We were done with our summaries of chapter 1 of "Anti-Capitalistic Mentality" here and here. Now as we proceed to chapter 2 where Ludwig von Mises presented the social philosophy of an ordinary man, I just want to share six themes: the unfortunate state of economic ignorance, the continuous evolution of "material productive forces," three progressive classes, misrepresentation of capitalism, the three old powers, and the influence of socialism.
The Unfortunate State of Economic Ignorance
Interest in the study of economics was short-lived. It lasted only on the "first decades of 19th century" (p. 35). Even during the most influential period of the free market, both the masses and businessmen failed to understand its basic qualities. Sound knowledge of economics is very rare.
The reason for this unfortunate state is not only due to the inherent difficulty of the subject that requires unusual and demanding intellectual exertion, but also due to general impressions that the study of the subject is considered "strange," "repulsive," "nonsensical," and often "viewed with suspicion" (p. 35).
Such lamentable situation has debilitating consequences. Not only that the common man failed to see the important contribution of the free-market to mankind's economic well-being, but also he has been left defenseless and susceptible to Marxist ideas. Instead of being grateful for the role of sound economic policies due to "classical liberalism, free trade, laissez faire and capitalism" that resulted into "unprecedented technological improvements of the last two hundred years," (p. 36) he thinks big businesses as exploiters of the productivity of the working class.

● What the task requires:
Answer these questions about the summary of chapter 2 of "Anti-Capitalistic Mentality":
(a) How many themes does the writer plan to share?
(b) During what period did interest in the study of economics last?
(c) How does the common man regard big businesses?

● Information given:
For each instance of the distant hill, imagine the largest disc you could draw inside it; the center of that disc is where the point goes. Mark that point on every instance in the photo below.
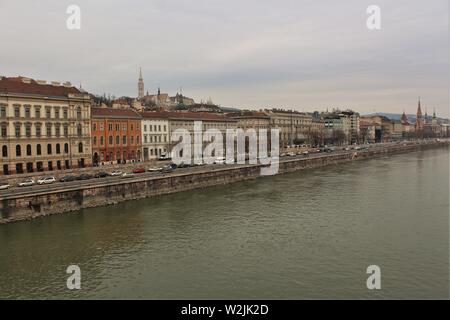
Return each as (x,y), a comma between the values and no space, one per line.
(398,116)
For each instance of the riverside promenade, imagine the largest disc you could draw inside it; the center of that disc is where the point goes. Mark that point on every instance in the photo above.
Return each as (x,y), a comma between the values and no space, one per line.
(36,201)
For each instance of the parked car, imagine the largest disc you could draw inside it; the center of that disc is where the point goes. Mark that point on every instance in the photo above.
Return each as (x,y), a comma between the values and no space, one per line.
(27,182)
(4,186)
(68,178)
(85,176)
(219,160)
(46,180)
(127,175)
(101,174)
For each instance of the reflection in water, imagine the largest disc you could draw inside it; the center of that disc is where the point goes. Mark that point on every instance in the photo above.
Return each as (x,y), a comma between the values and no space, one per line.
(302,235)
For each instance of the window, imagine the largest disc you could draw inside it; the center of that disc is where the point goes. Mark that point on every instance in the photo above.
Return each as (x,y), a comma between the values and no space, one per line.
(28,130)
(17,130)
(38,129)
(17,111)
(27,111)
(66,130)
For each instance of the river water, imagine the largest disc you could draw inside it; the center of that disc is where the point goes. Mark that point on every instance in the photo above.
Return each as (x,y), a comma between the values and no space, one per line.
(303,235)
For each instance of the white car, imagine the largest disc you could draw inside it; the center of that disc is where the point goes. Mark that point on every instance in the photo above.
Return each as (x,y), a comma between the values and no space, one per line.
(127,175)
(219,160)
(4,186)
(46,180)
(27,183)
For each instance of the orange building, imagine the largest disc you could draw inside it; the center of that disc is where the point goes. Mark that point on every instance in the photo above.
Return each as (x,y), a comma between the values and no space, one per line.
(116,135)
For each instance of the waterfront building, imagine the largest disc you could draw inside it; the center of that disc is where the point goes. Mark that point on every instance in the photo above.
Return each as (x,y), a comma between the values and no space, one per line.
(44,126)
(294,126)
(116,135)
(155,134)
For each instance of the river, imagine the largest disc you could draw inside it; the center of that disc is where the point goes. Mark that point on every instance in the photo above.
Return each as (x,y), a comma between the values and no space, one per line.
(304,235)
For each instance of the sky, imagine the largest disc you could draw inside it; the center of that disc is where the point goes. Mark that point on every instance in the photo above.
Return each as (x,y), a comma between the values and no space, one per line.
(295,54)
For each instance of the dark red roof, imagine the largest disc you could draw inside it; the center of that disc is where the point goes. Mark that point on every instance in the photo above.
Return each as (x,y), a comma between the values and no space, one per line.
(126,113)
(17,85)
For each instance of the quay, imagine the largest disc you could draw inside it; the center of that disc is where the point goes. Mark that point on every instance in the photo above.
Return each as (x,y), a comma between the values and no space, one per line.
(32,202)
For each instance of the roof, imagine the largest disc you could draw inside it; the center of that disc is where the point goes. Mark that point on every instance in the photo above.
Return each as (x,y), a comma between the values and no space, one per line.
(23,85)
(127,113)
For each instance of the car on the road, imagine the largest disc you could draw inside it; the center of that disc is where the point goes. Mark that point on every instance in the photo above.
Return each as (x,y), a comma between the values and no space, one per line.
(4,186)
(101,174)
(85,176)
(219,160)
(27,182)
(127,175)
(68,179)
(46,180)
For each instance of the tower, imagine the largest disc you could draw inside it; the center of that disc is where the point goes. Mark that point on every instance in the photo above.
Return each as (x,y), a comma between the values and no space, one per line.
(140,85)
(419,120)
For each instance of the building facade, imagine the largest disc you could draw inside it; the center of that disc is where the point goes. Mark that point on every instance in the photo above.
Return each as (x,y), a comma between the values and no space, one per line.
(44,126)
(155,134)
(116,135)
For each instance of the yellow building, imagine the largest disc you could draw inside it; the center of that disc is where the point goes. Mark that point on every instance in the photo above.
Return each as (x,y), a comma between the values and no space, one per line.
(44,126)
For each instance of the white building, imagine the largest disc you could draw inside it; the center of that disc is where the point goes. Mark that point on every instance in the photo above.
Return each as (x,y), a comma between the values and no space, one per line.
(155,134)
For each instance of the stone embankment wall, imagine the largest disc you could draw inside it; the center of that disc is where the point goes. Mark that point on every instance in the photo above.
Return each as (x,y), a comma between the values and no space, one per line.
(16,207)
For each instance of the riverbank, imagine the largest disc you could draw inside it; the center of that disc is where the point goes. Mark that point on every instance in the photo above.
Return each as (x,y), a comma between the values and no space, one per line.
(24,205)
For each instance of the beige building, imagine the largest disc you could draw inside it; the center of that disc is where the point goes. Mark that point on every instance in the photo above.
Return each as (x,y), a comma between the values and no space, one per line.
(44,126)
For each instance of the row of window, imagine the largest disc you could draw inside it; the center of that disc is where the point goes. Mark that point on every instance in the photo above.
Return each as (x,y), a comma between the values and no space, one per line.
(112,126)
(26,113)
(155,128)
(38,130)
(28,149)
(117,140)
(154,138)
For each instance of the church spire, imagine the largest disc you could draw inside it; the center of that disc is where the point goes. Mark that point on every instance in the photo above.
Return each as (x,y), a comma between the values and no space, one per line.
(140,85)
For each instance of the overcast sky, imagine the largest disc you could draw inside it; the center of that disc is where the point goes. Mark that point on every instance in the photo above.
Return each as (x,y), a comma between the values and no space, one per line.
(301,54)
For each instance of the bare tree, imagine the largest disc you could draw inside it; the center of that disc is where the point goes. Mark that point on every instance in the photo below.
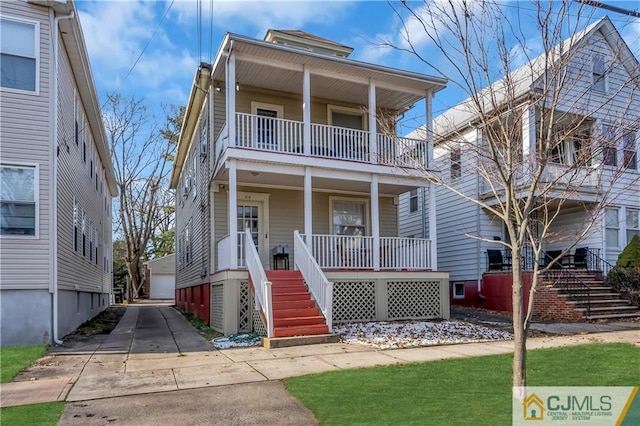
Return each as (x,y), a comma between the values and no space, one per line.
(534,118)
(141,160)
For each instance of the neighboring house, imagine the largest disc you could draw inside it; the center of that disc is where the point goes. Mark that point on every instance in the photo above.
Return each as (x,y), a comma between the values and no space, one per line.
(56,177)
(280,166)
(610,95)
(160,277)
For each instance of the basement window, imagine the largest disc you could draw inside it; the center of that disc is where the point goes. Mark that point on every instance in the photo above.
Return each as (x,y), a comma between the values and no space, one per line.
(458,290)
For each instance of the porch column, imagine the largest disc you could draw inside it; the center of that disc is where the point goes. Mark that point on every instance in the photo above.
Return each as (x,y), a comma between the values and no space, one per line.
(308,196)
(231,98)
(306,111)
(529,133)
(373,124)
(427,158)
(375,222)
(233,215)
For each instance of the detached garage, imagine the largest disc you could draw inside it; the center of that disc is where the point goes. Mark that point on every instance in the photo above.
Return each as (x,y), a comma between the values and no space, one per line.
(160,277)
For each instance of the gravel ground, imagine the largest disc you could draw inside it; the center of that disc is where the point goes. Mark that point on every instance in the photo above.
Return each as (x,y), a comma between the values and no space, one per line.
(393,335)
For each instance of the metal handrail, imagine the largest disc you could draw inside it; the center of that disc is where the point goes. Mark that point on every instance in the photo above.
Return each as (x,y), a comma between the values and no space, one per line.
(576,288)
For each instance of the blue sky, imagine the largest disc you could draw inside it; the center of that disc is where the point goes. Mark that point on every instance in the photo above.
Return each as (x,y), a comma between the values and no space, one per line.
(116,32)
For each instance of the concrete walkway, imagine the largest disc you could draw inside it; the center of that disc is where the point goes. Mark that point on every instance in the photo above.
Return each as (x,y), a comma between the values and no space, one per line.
(155,355)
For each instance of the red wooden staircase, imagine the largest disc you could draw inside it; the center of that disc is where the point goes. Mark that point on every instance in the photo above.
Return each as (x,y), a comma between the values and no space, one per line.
(294,311)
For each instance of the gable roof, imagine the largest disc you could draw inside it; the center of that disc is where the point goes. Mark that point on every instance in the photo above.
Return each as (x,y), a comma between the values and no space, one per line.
(522,81)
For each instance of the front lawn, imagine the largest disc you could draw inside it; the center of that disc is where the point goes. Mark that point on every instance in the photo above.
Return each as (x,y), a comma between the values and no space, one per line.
(14,359)
(35,414)
(457,391)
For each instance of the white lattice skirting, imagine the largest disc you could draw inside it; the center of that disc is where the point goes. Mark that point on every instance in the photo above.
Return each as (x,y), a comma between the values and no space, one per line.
(383,300)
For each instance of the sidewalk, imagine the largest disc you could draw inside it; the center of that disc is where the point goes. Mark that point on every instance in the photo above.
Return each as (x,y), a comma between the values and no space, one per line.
(154,349)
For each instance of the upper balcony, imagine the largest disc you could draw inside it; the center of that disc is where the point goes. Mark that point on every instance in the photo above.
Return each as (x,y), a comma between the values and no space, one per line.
(332,142)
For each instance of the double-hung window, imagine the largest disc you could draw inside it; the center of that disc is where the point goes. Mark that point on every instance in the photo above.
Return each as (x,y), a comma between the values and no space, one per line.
(18,54)
(632,223)
(612,228)
(629,153)
(599,73)
(18,200)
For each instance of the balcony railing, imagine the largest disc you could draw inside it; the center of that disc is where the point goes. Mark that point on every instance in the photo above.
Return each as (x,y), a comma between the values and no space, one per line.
(281,135)
(356,252)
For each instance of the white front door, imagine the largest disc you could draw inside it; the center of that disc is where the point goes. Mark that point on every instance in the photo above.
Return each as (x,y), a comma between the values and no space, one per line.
(251,215)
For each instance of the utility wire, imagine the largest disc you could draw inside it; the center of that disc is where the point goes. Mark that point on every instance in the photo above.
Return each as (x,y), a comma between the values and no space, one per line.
(148,42)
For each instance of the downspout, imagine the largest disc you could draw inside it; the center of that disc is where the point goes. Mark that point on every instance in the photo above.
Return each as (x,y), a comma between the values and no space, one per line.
(53,179)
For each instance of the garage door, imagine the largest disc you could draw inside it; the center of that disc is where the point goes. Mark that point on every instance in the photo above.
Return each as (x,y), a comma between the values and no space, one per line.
(163,286)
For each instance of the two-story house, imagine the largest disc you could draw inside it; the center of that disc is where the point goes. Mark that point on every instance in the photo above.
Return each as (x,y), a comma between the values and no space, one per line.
(596,120)
(287,190)
(56,177)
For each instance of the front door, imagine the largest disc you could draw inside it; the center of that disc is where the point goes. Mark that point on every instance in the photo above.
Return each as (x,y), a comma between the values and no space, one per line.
(250,215)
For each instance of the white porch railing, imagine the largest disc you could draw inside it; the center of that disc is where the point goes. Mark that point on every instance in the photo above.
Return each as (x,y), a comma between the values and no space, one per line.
(319,286)
(261,285)
(281,135)
(356,252)
(405,253)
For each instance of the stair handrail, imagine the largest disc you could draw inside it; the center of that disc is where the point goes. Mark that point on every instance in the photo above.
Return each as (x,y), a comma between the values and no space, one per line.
(260,282)
(320,287)
(564,279)
(620,281)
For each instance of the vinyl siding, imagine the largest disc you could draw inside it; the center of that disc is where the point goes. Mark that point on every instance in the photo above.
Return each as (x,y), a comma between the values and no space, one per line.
(24,128)
(76,181)
(192,211)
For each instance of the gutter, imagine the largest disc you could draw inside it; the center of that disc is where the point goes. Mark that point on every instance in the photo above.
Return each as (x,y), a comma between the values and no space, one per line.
(53,178)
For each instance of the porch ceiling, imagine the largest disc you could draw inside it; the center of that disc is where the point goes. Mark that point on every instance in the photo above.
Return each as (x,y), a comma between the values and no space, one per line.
(277,67)
(296,181)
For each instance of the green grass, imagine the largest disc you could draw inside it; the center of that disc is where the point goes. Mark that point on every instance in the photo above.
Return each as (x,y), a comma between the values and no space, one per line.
(36,414)
(458,391)
(14,359)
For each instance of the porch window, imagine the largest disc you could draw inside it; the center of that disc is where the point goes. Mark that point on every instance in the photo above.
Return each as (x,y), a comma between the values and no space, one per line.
(18,200)
(413,201)
(612,228)
(456,163)
(610,146)
(599,73)
(629,150)
(633,223)
(19,55)
(572,149)
(349,217)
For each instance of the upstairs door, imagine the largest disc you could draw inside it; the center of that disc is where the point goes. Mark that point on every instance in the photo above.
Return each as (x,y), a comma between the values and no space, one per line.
(266,135)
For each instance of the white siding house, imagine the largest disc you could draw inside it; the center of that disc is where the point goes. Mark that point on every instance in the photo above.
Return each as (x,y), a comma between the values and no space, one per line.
(608,103)
(57,179)
(279,150)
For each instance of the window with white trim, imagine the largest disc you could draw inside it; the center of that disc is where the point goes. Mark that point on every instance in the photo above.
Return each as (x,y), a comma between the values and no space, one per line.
(632,223)
(349,217)
(458,290)
(612,228)
(629,153)
(18,200)
(19,54)
(599,73)
(456,163)
(413,201)
(610,146)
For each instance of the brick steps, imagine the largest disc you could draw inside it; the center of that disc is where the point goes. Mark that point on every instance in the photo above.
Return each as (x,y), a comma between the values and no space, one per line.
(294,311)
(605,302)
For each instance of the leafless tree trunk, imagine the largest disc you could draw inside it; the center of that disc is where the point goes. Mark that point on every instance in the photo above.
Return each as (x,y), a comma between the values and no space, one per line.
(484,50)
(141,160)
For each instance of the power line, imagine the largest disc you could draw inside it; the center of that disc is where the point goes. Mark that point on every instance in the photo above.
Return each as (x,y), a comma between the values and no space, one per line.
(150,40)
(634,13)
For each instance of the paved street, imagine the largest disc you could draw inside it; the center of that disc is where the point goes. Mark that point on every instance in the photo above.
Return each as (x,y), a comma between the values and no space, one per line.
(155,368)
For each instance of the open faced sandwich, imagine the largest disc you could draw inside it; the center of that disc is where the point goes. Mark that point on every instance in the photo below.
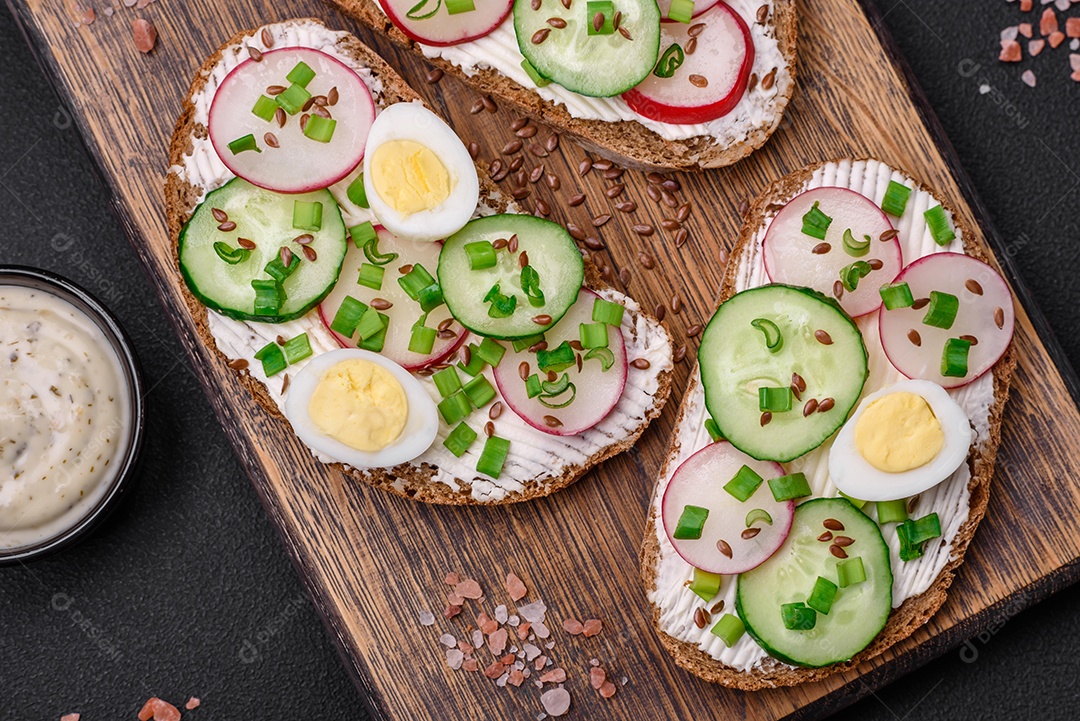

● Complete response:
(a) Six.
(b) The first decades of the 19th century.
(c) As exploiters of the productivity of the working class.